■ Task goal ■
Return every line of the records that contains the word "window", matching case exactly.

::::

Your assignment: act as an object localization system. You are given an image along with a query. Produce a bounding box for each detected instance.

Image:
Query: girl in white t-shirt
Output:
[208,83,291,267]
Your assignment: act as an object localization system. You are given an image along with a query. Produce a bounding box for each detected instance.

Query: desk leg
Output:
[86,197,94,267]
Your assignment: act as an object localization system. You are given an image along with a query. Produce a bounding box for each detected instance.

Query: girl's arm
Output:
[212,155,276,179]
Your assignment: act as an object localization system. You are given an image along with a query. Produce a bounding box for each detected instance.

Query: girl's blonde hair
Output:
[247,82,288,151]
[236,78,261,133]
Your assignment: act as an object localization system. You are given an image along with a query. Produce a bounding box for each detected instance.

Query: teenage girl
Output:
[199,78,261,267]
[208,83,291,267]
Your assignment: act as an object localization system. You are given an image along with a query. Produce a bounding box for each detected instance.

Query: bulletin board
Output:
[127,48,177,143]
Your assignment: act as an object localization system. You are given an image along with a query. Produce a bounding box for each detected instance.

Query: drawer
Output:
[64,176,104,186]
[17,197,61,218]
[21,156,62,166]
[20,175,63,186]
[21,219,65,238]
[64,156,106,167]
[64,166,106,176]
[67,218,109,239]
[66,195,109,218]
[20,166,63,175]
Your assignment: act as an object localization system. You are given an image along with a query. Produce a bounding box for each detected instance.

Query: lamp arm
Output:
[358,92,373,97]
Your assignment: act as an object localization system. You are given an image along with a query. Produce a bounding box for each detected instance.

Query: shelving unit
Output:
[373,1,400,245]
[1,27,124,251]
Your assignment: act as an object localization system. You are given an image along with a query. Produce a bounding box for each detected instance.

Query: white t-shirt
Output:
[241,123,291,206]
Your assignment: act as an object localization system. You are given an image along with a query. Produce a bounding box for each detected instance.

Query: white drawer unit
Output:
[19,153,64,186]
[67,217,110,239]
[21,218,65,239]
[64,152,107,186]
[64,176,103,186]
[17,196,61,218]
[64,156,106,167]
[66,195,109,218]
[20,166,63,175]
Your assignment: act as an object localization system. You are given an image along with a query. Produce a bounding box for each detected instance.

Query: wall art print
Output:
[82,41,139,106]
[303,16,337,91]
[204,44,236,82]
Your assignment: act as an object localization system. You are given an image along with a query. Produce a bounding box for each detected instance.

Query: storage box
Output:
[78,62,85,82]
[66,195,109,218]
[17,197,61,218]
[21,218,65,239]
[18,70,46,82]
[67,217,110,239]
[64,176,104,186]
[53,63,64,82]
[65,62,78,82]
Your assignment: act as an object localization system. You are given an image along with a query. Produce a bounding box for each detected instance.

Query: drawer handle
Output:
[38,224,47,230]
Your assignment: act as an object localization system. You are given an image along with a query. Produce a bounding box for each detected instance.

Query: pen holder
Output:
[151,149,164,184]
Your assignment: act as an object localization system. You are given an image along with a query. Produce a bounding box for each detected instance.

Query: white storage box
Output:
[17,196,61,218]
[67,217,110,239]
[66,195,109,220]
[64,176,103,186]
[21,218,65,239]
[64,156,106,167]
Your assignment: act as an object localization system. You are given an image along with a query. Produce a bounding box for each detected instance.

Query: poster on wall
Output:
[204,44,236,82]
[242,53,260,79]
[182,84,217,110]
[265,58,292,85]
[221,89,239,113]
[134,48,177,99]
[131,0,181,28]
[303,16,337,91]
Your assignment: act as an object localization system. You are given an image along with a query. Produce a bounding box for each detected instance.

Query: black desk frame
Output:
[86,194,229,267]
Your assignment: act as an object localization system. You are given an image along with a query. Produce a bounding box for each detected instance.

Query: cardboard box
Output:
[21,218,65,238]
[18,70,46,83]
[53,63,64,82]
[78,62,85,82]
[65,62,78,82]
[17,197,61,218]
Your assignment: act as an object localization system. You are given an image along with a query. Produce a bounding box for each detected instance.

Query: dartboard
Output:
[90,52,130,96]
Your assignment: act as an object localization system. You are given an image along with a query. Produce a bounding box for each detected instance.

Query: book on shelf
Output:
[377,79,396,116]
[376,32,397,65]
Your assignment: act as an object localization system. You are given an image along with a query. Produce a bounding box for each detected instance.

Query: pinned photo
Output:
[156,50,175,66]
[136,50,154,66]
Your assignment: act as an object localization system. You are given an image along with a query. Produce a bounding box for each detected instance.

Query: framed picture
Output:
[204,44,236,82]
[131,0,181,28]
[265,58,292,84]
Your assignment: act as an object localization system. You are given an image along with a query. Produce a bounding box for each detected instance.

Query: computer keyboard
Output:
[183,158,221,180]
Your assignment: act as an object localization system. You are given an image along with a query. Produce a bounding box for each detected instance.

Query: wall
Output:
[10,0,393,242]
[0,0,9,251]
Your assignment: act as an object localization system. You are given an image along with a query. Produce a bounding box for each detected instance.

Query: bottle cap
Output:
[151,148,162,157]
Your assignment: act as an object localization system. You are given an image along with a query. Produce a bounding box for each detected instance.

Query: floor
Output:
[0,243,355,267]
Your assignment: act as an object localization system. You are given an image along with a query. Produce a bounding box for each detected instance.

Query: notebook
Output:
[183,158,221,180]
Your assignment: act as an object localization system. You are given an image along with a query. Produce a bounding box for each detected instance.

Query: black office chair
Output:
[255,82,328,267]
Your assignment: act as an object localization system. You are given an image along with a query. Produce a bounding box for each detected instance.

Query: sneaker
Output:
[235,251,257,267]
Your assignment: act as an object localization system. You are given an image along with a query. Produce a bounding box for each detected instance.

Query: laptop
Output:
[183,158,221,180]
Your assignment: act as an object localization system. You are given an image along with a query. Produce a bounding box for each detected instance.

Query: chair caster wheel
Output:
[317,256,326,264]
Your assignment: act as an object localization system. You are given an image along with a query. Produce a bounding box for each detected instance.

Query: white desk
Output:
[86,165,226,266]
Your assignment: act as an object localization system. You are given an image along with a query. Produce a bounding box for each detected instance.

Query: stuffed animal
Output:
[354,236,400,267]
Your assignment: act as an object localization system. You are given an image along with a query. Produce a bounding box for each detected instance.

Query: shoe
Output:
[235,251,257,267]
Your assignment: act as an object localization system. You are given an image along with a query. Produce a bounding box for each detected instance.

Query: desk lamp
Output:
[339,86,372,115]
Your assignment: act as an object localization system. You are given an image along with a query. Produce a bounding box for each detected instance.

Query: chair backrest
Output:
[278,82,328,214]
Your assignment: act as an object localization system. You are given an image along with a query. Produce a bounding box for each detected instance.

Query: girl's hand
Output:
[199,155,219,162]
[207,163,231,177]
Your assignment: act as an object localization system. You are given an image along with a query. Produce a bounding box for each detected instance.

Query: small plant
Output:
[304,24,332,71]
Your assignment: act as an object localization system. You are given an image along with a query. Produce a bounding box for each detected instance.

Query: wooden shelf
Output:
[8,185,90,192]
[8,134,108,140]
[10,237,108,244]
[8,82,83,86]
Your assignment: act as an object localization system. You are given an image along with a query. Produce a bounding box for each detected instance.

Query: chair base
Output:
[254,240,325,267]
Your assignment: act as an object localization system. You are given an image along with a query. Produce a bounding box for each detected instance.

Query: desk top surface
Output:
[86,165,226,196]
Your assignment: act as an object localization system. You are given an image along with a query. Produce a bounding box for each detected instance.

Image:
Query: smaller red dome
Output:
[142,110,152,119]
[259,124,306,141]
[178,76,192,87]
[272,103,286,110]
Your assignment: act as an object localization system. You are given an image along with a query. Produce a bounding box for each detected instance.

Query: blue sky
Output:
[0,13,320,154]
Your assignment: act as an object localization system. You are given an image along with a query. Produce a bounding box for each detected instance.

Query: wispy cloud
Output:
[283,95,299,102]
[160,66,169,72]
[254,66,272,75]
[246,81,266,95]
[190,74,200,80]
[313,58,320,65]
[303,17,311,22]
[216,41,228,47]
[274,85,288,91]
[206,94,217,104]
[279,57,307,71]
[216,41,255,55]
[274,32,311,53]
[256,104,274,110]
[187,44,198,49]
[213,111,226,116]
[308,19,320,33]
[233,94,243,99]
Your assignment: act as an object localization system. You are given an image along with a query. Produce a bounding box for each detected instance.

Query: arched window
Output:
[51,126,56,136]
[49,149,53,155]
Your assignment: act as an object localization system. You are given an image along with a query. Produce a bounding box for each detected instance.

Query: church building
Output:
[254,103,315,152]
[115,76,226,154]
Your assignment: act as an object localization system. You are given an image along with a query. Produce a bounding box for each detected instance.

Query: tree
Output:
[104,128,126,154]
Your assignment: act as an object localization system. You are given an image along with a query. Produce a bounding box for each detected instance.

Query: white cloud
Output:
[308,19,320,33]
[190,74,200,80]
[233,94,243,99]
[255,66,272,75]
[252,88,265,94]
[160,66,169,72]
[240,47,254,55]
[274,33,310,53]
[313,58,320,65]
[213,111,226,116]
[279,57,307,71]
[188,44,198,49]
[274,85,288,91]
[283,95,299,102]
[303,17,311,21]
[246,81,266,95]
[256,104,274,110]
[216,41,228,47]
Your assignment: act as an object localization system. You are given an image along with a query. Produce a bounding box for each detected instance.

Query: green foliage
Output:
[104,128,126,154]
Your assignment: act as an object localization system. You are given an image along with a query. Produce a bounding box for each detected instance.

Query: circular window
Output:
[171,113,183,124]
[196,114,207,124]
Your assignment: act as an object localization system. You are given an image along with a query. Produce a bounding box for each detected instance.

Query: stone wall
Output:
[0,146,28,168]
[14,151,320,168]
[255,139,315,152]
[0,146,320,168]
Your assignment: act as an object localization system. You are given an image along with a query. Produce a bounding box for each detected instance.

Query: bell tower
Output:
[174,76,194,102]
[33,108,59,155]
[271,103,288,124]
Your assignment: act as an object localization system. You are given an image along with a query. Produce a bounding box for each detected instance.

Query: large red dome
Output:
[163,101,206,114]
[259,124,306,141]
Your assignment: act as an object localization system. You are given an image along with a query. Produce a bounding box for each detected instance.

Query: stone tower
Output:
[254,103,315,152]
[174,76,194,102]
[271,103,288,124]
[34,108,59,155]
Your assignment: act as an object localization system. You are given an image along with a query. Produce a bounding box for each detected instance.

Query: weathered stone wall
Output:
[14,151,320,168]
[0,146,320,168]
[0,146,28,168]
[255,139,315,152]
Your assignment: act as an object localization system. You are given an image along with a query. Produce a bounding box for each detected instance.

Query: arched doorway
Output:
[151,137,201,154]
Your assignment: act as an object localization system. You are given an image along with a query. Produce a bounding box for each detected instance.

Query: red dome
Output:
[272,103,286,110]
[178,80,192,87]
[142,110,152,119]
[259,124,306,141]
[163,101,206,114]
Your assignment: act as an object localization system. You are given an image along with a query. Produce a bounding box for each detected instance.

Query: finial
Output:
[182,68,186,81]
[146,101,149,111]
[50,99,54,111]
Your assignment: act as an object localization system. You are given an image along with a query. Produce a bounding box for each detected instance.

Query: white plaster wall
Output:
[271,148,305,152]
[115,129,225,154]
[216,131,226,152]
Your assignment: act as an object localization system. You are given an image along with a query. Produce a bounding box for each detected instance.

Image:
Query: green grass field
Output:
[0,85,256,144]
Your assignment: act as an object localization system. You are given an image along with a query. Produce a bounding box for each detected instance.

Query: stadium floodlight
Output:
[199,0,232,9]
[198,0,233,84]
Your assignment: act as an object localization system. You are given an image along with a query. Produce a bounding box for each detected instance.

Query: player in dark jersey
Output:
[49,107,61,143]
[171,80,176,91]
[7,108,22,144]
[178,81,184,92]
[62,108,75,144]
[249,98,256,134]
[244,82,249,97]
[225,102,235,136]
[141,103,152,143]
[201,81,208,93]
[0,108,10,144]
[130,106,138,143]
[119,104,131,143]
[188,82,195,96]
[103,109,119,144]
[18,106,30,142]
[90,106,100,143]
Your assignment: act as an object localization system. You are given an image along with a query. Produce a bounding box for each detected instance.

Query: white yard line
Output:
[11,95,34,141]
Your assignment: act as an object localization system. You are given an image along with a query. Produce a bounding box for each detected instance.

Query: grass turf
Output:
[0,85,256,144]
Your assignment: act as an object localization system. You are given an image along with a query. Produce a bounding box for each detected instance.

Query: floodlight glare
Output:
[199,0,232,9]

::::

■ Worked answer ■
Query: arched window
Query: circular window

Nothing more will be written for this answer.